* _STATED PROBLEM_
Copy out all of the items below, swapping "Mark one point on" for "Place a single point on" everywhere it appears and leaving every other word unchanged.

-- BEGIN MATERIAL FOR THE TASK --

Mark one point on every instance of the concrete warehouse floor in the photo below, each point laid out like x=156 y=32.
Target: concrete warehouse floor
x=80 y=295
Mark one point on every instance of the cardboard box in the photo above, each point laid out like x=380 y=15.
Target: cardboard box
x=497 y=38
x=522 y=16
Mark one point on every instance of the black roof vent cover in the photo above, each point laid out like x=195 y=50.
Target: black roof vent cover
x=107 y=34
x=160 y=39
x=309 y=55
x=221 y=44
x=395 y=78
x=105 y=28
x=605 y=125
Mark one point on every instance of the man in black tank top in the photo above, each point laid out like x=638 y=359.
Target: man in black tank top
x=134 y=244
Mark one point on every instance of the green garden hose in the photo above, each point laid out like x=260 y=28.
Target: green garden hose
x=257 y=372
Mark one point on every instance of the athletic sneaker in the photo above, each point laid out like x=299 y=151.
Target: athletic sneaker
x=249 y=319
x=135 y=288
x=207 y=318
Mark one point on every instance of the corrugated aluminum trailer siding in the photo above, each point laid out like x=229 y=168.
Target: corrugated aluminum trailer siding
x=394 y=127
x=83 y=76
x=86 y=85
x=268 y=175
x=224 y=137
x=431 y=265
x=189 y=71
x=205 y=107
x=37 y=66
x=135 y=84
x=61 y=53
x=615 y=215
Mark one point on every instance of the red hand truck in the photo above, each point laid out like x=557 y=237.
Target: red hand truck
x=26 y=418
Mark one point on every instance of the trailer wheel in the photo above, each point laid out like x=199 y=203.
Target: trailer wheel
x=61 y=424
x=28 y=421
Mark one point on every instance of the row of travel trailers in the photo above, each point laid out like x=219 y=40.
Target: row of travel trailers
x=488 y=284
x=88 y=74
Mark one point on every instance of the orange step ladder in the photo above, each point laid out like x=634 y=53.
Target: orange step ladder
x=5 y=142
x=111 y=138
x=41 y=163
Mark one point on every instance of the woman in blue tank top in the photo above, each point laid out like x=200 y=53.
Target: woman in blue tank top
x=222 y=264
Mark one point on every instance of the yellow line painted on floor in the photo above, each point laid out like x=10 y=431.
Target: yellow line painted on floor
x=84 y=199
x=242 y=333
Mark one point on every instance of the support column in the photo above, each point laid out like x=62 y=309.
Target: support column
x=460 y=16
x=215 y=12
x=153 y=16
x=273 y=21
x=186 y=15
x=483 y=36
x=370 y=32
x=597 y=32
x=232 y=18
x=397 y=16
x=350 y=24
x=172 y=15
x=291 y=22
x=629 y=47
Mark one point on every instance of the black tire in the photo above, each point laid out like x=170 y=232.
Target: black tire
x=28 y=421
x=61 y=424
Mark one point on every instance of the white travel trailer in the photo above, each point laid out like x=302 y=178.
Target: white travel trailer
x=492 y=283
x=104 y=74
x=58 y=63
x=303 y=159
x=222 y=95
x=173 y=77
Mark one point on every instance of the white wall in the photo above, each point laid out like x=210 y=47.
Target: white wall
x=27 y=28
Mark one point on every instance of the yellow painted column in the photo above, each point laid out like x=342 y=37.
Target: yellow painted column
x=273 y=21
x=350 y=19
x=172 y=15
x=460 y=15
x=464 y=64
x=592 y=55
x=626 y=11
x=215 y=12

-- END MATERIAL FOR THE TASK --

* _COMPLETE ANSWER_
Place a single point on every instance of the concrete warehouse floor in the photo below, each point laid out like x=156 y=32.
Target: concrete warehouse floor
x=80 y=295
Place a single point on every instance of the cardboard box in the photo above, each point laid out like x=380 y=15.
Target: cardboard box
x=497 y=38
x=522 y=16
Place a single point on every instance of the black roof vent cover in the photo above, each point laid out like x=195 y=50.
Target: black roof vent cover
x=107 y=34
x=160 y=39
x=309 y=55
x=221 y=44
x=395 y=78
x=105 y=28
x=605 y=125
Place a single point on every instance of the man in black tank top in the photo above, each point laid out like x=638 y=359.
Target: man in black tank top
x=134 y=244
Place a single point on every instance of the green garden hose in the photo above, each point laid out like x=260 y=28.
Target: green garden hose
x=257 y=372
Place a single point on every instance of the athletic sneaker in the photo above, each point laid out like x=299 y=151.
Target: athletic sneaker
x=249 y=319
x=135 y=288
x=207 y=318
Place a single point on every instance of the corrugated aluminum trailer siding in the photo above, each point laid out like x=229 y=168.
Target: corrugated aluminum trailer siding
x=394 y=127
x=83 y=76
x=86 y=85
x=268 y=175
x=224 y=137
x=431 y=265
x=189 y=71
x=205 y=107
x=37 y=66
x=135 y=84
x=61 y=53
x=615 y=215
Place a single point on every instance of the red hand truck in the photo above, each point laid out like x=557 y=237.
Target: red hand truck
x=26 y=418
Place a single point on every instance of the trailer wheel in the photo above, each point laid out like x=199 y=203.
Target: trailer wheel
x=61 y=424
x=28 y=421
Place a single point on every instance of the row of travel trailers in the photo above, each point laid out like x=219 y=40.
Target: row of travel trailers
x=488 y=284
x=88 y=74
Place a single point on every instance of the orange step ladder in the photo above, each point laid out like x=634 y=53.
Target: orange step ladder
x=5 y=142
x=111 y=138
x=41 y=163
Place a single point on every instance of the woman in blue tank top in the photo above, each point laid out like x=200 y=53.
Target: woman in blue tank top
x=222 y=264
Place a single point on every instance of the yellow line painted on floor in the photo above, each point laid out like x=10 y=431.
Target: yellow line painted on floor
x=84 y=199
x=242 y=333
Place a single point on every instance of the support column in the photo above, each point laid out like x=62 y=309.
Target: support column
x=460 y=16
x=215 y=12
x=153 y=16
x=273 y=21
x=186 y=15
x=483 y=36
x=370 y=32
x=597 y=32
x=232 y=18
x=397 y=16
x=350 y=24
x=172 y=15
x=291 y=22
x=629 y=47
Place a single point on every instance of the black tire in the photo above, each point laid out like x=170 y=232.
Target: black tire
x=28 y=421
x=61 y=424
Place a single point on every instance of the white travel trailer in the photo above, each point laid out like x=302 y=178.
Target: white travel trailer
x=492 y=283
x=104 y=74
x=58 y=63
x=303 y=159
x=222 y=95
x=173 y=77
Place a single point on every instance of the white wall in the photo above, each point laid out like x=210 y=47.
Target: white wall
x=27 y=28
Place a single point on every instance of the yellow painted column in the photo above, each point laid out like x=342 y=37.
Target: yellow painted column
x=273 y=21
x=350 y=19
x=172 y=15
x=460 y=15
x=464 y=64
x=592 y=55
x=626 y=11
x=215 y=12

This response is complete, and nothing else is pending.